• [Exercise prompt] Extract the full passage on the Bath County Programs for the Gifted below, word for word and with nothing left out.

Often a parent will be the first to notice a child's unusual abilities.  Or sometimes group achievement test results, a simple evaluation of a recent project or cumulative classwork will reveal a child who is excelling.  At this  point, with parental permission, further evaluation may occur.

Next, a screening/placement committee which includes the child's classroom teacher, specially trained teachers of  the gifted, a guidance counselor, an administrator and others whose input might be important will meet to determine student eligibility. 
Since developmental and environmental factors can influence a very young child's performance, exceptional  students in K-3 may be selected for participation in the Primary Enrichment Program, but will not be formally considered for the Gifted Program until grade 4.  At that time, the child's progress will be evaluated and a decision  will be made as to whether placement in the program is appropriate.
It is important to note that ability alone is not enough for inclusion in the program.  A student must also exhibit the  desire and determination to pursue areas of interest and/or develop special abilities.  Each student 's progress is  monitored continuously.

Once a gifted student is identified, a school enrichment coordinator meets with teachers and parents to plan an individualized program.  Depending on the child's age and ability, some of the many possible options considered might include:  grade or  subject acceleration; "in-place-of" projects or assignments performed within the class curriculum and/or independently; "pull-out" or after school small group enrichment activities;  supervised participation in regional/  national contests and challenges; field trips; cultural events; mentorships (i.e. working one-on-one with an adult in an  area of special interest); participation in summer programs for the gifted; and/or (for high school students) participation in a variety of advanced placement courses through satellite technology.  In each case, objectives are planned and written evaluations are made each nine-week period.  Such regular  monitoring, as well as frequent contact with teachers, parents and students, make it possible to adjust individual  programs and coordinate activities according to changing needs.
Realized potentials.

The most important goal of the Bath County Programs for the Gifted is to provide whatever is necessary for this    special population to develop to its fullest potential.  Therefore, in addition to providing academic challenge and/or  cultural enrichment opportunities, the program strives to help students become independent and self-directed in their  learning, and to develop the creative problem-solving and higher-level thinking skills they will need to make the most  of their gifts and talents.

• [Given data]

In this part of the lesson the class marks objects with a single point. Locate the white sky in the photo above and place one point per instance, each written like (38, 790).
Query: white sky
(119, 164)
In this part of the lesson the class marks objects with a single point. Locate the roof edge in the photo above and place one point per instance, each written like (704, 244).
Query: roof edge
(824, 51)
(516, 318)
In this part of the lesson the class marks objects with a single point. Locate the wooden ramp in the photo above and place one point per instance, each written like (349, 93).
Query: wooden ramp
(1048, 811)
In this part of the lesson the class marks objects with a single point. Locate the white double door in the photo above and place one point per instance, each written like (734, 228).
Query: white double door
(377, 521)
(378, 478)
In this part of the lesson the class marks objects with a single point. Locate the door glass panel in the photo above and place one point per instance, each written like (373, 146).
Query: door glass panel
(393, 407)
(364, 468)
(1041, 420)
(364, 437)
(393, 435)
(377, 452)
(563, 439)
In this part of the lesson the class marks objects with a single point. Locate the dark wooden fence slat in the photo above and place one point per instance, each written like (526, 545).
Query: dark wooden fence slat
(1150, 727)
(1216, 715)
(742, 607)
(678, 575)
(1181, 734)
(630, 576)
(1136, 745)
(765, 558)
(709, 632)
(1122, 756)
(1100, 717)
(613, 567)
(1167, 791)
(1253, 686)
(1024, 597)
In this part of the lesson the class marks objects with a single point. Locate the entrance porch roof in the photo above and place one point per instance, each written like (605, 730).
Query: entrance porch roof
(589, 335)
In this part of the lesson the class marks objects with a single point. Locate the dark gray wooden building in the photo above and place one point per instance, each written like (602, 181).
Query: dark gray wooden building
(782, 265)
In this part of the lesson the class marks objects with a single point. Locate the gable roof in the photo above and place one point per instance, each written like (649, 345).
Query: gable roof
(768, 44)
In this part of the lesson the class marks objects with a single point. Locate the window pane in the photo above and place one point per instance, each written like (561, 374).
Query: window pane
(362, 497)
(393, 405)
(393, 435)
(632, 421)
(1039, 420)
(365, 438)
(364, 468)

• [Task result]
Often a parent will be the first to notice a child's unusual abilities.  Or sometimes group achievement test results, a simple evaluation of a recent project or cumulative classwork will reveal a child who is excelling.  At this  point, with parental permission, further evaluation may occur.

Next, a screening/placement committee which includes the child's classroom teacher, specially trained teachers of  the gifted, a guidance counselor, an administrator and others whose input might be important will meet to determine student eligibility. 
Since developmental and environmental factors can influence a very young child's performance, exceptional  students in K-3 may be selected for participation in the Primary Enrichment Program, but will not be formally considered for the Gifted Program until grade 4.  At that time, the child's progress will be evaluated and a decision  will be made as to whether placement in the program is appropriate.
It is important to note that ability alone is not enough for inclusion in the program.  A student must also exhibit the  desire and determination to pursue areas of interest and/or develop special abilities.  Each student 's progress is  monitored continuously.

Once a gifted student is identified, a school enrichment coordinator meets with teachers and parents to plan an individualized program.  Depending on the child's age and ability, some of the many possible options considered might include:  grade or  subject acceleration; "in-place-of" projects or assignments performed within the class curriculum and/or independently; "pull-out" or after school small group enrichment activities;  supervised participation in regional/  national contests and challenges; field trips; cultural events; mentorships (i.e. working one-on-one with an adult in an  area of special interest); participation in summer programs for the gifted; and/or (for high school students) participation in a variety of advanced placement courses through satellite technology.  In each case, objectives are planned and written evaluations are made each nine-week period.  Such regular  monitoring, as well as frequent contact with teachers, parents and students, make it possible to adjust individual  programs and coordinate activities according to changing needs.
Realized potentials.

The most important goal of the Bath County Programs for the Gifted is to provide whatever is necessary for this    special population to develop to its fullest potential.  Therefore, in addition to providing academic challenge and/or  cultural enrichment opportunities, the program strives to help students become independent and self-directed in their  learning, and to develop the creative problem-solving and higher-level thinking skills they will need to make the most  of their gifts and talents.